··· Document section ···

Tuesday, November 30, 2010

Constructive Criticism

Mike thinks that my blog has "gone downhill" since the end of the Punk Ass Museum Dinosaur Gang era. Perhaps he has a point, but he usually skips posts unless they have lots of pictures.

Regardless, I tend to remedy the lack of dinosaur gangs.

What he doesn't know is that I discovered the Punk Ass Museum Dinosaur Gang in all sorts of confrontations and moments. I documented these occurrences.

Lastly - and this is intense - I came upon a new gang elsewhere. Yes. They're more ferocious than you could even imagine and a meeting between the two gangs could prove catastrophic!

Stayed tuned for several more glimpses into the world of yesteryear. When giant reptiles roamed free! When that ball of light in the sky seemed to be getting bigger and bigger!

OMG, you guys! What is going on?

Friday, November 26, 2010

How to Make an Apple Pie

When I lived in DC, I used to make a full-on Thanksgiving dinner for 15-20 people. For five years in a row, I baked and boiled and chopped and mashed. I soon realized that being a control freak was only going to send me to an early grave and learned to let other people help me.

Behold my 22-pound masterpiece!

···

◆ **Tasks**:
A) In the blog excerpt, how many people did the writer cook a full Thanksgiving dinner for while living in DC?
B) Reproduce the section of the blog excerpt that begins with the words "Stayed tuned for" and ends with "my 22-pound masterpiece!".
C) Write the next passage of the blog excerpt, picking up right after its final sentence.

··· Provided information ···

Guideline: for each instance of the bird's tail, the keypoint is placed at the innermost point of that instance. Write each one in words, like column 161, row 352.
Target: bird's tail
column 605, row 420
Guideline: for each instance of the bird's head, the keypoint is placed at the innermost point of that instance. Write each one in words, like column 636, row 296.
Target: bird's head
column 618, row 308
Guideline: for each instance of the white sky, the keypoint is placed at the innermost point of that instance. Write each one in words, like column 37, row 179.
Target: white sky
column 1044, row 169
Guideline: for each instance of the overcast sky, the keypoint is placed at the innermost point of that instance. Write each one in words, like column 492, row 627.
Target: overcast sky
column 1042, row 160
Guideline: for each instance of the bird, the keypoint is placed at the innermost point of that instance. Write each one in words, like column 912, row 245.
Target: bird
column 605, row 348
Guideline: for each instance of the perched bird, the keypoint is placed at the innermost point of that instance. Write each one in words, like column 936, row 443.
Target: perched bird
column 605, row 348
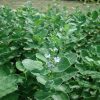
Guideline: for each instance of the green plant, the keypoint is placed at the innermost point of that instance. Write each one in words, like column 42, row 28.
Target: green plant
column 50, row 55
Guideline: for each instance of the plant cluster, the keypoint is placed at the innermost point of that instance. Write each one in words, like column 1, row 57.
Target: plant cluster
column 49, row 55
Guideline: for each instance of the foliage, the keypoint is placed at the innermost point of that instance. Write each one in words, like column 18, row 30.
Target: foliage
column 50, row 55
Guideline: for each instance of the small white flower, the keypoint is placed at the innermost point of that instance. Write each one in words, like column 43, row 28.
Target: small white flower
column 56, row 59
column 55, row 49
column 47, row 55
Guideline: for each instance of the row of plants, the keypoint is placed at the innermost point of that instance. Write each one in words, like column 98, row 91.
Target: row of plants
column 49, row 55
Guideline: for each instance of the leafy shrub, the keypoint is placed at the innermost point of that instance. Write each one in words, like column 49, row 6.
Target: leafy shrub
column 49, row 56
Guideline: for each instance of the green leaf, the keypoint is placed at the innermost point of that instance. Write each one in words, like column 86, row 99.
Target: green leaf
column 72, row 57
column 62, row 65
column 12, row 96
column 60, row 96
column 41, row 57
column 41, row 79
column 32, row 65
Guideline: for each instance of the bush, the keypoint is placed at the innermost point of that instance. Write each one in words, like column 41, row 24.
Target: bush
column 50, row 55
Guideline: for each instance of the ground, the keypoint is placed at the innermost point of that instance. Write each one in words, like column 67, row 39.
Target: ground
column 43, row 4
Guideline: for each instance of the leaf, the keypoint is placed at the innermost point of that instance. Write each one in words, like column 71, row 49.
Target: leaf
column 32, row 65
column 62, row 65
column 19, row 66
column 42, row 95
column 41, row 79
column 12, row 96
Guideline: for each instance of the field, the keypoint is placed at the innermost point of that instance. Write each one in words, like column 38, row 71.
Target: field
column 43, row 4
column 49, row 54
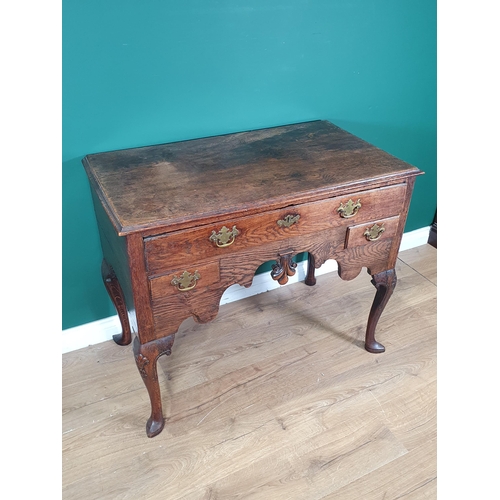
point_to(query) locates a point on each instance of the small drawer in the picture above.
(184, 281)
(364, 234)
(172, 250)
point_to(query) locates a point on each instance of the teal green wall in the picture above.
(151, 71)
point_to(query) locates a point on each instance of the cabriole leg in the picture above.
(385, 283)
(310, 278)
(146, 357)
(115, 292)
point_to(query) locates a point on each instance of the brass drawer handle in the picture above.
(224, 237)
(374, 232)
(186, 282)
(350, 209)
(288, 221)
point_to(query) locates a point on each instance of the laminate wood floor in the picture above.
(275, 399)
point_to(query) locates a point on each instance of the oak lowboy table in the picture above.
(181, 222)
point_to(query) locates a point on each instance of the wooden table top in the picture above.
(188, 183)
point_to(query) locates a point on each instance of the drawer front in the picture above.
(184, 281)
(171, 250)
(369, 232)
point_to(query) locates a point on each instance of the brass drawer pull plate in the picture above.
(350, 209)
(288, 221)
(224, 237)
(374, 232)
(187, 281)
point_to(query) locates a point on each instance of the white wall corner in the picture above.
(103, 330)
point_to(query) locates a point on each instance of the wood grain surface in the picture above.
(188, 183)
(274, 399)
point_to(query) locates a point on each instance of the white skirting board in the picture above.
(104, 329)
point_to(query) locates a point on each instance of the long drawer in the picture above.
(169, 251)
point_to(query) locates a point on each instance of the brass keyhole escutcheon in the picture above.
(224, 237)
(349, 209)
(186, 281)
(374, 232)
(288, 220)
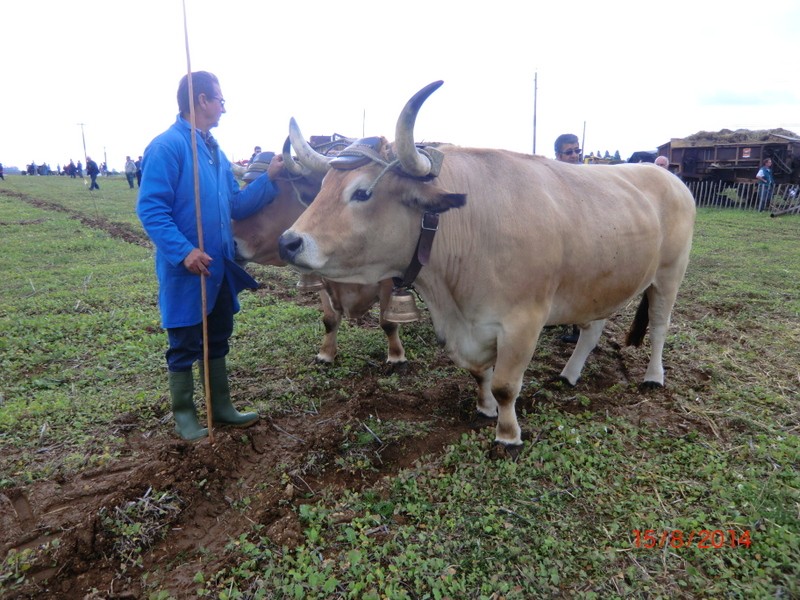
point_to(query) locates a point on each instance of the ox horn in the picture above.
(292, 166)
(413, 162)
(309, 157)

···

◆ **Answers given**:
A) 15-20 people.

B)
Stayed tuned for several more glimpses into the world of yesteryear. When giant reptiles roamed free! When that ball of light in the sky seemed to be getting bigger and bigger!

OMG, you guys! What is going on?

Friday, November 26, 2010

How to Make an Apple Pie

When I lived in DC, I used to make a full-on Thanksgiving dinner for 15-20 people. For five years in a row, I baked and boiled and chopped and mashed. I soon realized that being a control freak was only going to send me to an early grave and learned to let other people help me.

Behold my 22-pound masterpiece!

C)
So when my mother tasked me with making a pie, I recognized it for what it was: a desperate cry for help. But being me, I put it off until the last minute.

I got to leave work early on Wednesday, and after a quick stop at home, I headed to Mike's. I had everything for the apple pie in a bag: measured out ingredients for the crust as well as the interior spices. I would pick out apples at the grocery store. It was a perfect plan!

Here are the steps to making an apple pie for your family on Thanksgiving:

1. Go to the grocery store on Thanksgiving Eve. Curse everyone and everything that gets in your way. All you want to buy is apples and beer, goddammit! Wait in self-checkout line for twenty minutes as people lose their shit and forget how to do ANYTHING and clearly shouldn't be allowed out of the house, let alone near machines with lasers.

2. Arrive at your boyfriend's house and prepare for the baking of the blessed, blessed pie.

3. Realize that you have absolutely everything to make the pie except for the rolling pin.

4. ...

5. Refrain from punching boyfriend in the throat when he suggests that you use your arm as a rolling pin.

6. Call mother. Bitch and moan. Tell her that you will NOT cave in and just bring a store-bought pie, because that would be giving up! And though you are a self-confessed lazy ass, there is NO WAY you will give up. Fucking pie.

7. Debate with the imp in the back of your mind. Does your family really need an apple pie? Can't they just eat pumpkin pie and be happy with that? Won't they just get over it?

8. Call mother again. Announce that she'll be getting an apple crisp instead and will LIKE IT.

9. Realize that you are lacking the ingredients for an apple crisp, including oats, brown sugar, and spices. You have spices at home, of course, but your boyfriend's pantry is positively lacking in baking staples, and you can't make apple crisp with cheez-itz. Well, you could, but maybe just the one time.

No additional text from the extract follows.